Annotation data for object locations:
________

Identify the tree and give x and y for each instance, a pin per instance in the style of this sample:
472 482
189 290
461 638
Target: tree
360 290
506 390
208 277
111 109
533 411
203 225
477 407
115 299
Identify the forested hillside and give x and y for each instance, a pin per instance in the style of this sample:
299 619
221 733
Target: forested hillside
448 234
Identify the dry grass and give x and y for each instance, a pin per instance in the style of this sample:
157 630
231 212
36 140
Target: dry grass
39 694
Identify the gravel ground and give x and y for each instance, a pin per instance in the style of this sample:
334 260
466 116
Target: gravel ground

________

What is being asked -
Reproduce all of the items above, requests included, and shift every x and y coordinate in the answers by adding -76. Leave the numbers in the requests and their format samples unchanged.

Written answer -
Identify the tree and give x and y for each instance, a pin per instance in the style of this sample:
472 482
189 290
461 638
Target: tree
284 214
430 314
132 201
35 33
457 335
127 149
401 331
39 223
Identify the forested hillside and give x and y for each instance, a pin per instance in the style of this sample:
299 619
221 733
Target: forested hillside
372 158
Identify the dry grass and give x and y for each instance, a pin per instance in the style of this sample:
157 630
231 212
36 140
Target: dry grass
-37 618
Identify the gravel ground and give x and y for each instance, a pin per instance in the style of this sample:
334 260
466 116
Target: gravel ground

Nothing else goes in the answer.